What’s the role of clinicians, particularly physicians, in steering patients toward behavior change? Should they be cut out of the loop? Or is there potential synergy with the patient?
“The clinician plays a vital role and probably an increasingly vital role the more complicated and dire the health circumstances are,” says Katherine Baicker. If a patient needs bypass surgery, for example, they can’t determine the best type of procedure and where to go for that procedure and rehabilitation on their own. She adds that health reforms are empowering physicians to play more of an active role in patient steering, and that patient incentives and physician incentives can work hand-in-hand to promote good steerage through the health care system.
After all, physicians are subject to the same behavioral biases that patients are when it comes to making decisions, Baicker says. “The variation across physicians tells us that there are some things that some people are doing really well that maybe could be adopted by other people,” she explains, “and learning what those techniques are beyond the walls of the health care system, I think is one of the most promising avenues for harnessing those social determinants, and the physician is in a good position to do that.”
“I think we’ve never needed physicians more,” says David Asch. “People trust physicians, and trust is an incredible social lubricant that reduces the transaction costs.” Messaging from an insurance company or employer might leave a patient cynical, but when that same message comes from a doctor, its meaning changes. “We can develop perhaps the right message, whether that is an educational message or a behavioral approach, but the messenger is incredibly important in that,” says Asch, emphasizing how important it is for patients to harness their existing trust relationship with physicians and nurses for optimal benefit.
Niteesh Choudhry makes the distinction between diagnosis and treatment recommendation, and treatment delivery. Just because the physician is a “trusted lubricant of the delivery of what needs to be done” doesn’t mean that they need to be the deliverer of it, he says, adding that sometimes physicians do a “particularly bad job.” If someone who comes to an appointment has poorly controlled diabetes, for example, the result might be the physician delegating the tasks by sending that patient to a number of specialists. “Taking us out of the loop is probably not the right answer,” says Choudhry, “but also relying on us to do all of these things is probably not the answer either.”
From the NEJM Catalyst event Patient Engagement: Behavioral Strategies for Better Health at the University of Pennsylvania, February 25, 2016.

★ ★ ★

# Task 1:
In the passage on clinicians and behavior change, what does David Asch call trust?
# Task 2:
Copy word for word the part of the passage on clinicians and behavior change that opens with the words containing "Niteesh Choudhry makes" and closes with "February 25, 2016.".

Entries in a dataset
★ ★ ★

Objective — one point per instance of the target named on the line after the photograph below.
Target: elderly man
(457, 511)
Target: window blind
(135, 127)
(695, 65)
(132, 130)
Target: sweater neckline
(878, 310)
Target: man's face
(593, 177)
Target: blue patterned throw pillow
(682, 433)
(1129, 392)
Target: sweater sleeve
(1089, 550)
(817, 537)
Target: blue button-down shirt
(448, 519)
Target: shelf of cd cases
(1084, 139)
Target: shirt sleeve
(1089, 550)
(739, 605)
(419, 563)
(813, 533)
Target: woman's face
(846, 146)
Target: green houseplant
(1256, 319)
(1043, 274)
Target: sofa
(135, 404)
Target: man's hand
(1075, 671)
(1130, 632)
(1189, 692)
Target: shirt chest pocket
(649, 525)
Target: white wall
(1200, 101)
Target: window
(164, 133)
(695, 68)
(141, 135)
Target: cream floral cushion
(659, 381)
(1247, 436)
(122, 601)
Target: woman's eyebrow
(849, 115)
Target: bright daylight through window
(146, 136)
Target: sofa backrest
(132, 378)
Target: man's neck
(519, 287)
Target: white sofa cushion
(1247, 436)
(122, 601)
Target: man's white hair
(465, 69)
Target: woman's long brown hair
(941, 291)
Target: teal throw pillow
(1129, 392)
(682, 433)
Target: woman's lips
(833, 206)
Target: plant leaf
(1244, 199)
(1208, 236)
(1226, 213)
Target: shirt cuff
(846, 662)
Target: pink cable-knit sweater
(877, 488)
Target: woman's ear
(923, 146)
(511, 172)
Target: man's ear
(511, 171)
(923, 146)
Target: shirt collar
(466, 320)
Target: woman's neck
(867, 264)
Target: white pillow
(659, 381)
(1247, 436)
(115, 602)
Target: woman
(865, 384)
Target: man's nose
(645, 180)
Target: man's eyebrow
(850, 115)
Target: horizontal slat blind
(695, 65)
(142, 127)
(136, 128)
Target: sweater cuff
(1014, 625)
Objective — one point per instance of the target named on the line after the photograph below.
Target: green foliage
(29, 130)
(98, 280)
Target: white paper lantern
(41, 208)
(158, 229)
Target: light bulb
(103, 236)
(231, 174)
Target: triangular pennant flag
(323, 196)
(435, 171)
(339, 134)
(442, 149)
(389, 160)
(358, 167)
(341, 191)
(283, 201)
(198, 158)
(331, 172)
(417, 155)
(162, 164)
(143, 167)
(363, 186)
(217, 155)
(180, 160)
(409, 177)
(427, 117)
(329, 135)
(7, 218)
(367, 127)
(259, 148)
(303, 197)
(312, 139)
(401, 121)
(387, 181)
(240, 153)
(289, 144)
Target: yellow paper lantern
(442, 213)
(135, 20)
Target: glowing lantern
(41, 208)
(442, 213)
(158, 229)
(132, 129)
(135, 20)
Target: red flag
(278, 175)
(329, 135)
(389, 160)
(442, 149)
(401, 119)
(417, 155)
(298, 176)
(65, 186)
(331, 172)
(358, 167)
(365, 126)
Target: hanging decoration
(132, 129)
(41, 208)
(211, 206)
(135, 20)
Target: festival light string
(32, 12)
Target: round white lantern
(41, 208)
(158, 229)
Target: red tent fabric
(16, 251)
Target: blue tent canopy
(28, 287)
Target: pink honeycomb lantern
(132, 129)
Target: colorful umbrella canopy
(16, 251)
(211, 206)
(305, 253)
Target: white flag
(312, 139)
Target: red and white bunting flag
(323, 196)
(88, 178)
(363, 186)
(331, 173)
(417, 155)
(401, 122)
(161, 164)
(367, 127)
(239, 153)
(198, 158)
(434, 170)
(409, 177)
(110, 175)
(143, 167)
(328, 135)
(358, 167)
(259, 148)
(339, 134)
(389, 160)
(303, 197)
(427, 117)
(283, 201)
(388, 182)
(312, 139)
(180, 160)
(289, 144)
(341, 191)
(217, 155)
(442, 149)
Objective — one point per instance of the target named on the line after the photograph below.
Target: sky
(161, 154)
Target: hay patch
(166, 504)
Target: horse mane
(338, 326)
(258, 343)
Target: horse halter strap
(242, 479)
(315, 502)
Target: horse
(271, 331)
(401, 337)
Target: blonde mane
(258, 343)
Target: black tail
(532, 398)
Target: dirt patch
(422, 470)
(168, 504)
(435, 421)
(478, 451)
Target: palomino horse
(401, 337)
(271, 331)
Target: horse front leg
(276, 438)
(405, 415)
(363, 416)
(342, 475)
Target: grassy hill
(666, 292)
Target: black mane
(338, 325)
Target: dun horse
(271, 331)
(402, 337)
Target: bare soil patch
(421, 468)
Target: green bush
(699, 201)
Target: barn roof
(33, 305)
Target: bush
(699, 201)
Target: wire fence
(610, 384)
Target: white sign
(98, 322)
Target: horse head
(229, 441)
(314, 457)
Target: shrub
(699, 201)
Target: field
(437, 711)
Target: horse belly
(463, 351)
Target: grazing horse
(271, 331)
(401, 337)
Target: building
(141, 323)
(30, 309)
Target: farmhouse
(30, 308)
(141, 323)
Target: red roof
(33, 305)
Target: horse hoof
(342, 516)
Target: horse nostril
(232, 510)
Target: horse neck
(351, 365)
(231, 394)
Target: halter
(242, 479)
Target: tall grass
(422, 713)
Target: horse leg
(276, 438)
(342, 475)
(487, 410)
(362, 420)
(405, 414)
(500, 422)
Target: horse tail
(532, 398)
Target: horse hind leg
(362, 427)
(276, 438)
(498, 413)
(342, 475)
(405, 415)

★ ★ ★

# Written solution 1:
An incredible social lubricant that reduces the transaction costs.

# Written solution 2:
Niteesh Choudhry makes the distinction between diagnosis and treatment recommendation, and treatment delivery. Just because the physician is a “trusted lubricant of the delivery of what needs to be done” doesn’t mean that they need to be the deliverer of it, he says, adding that sometimes physicians do a “particularly bad job.” If someone who comes to an appointment has poorly controlled diabetes, for example, the result might be the physician delegating the tasks by sending that patient to a number of specialists. “Taking us out of the loop is probably not the right answer,” says Choudhry, “but also relying on us to do all of these things is probably not the answer either.”
From the NEJM Catalyst event Patient Engagement: Behavioral Strategies for Better Health at the University of Pennsylvania, February 25, 2016.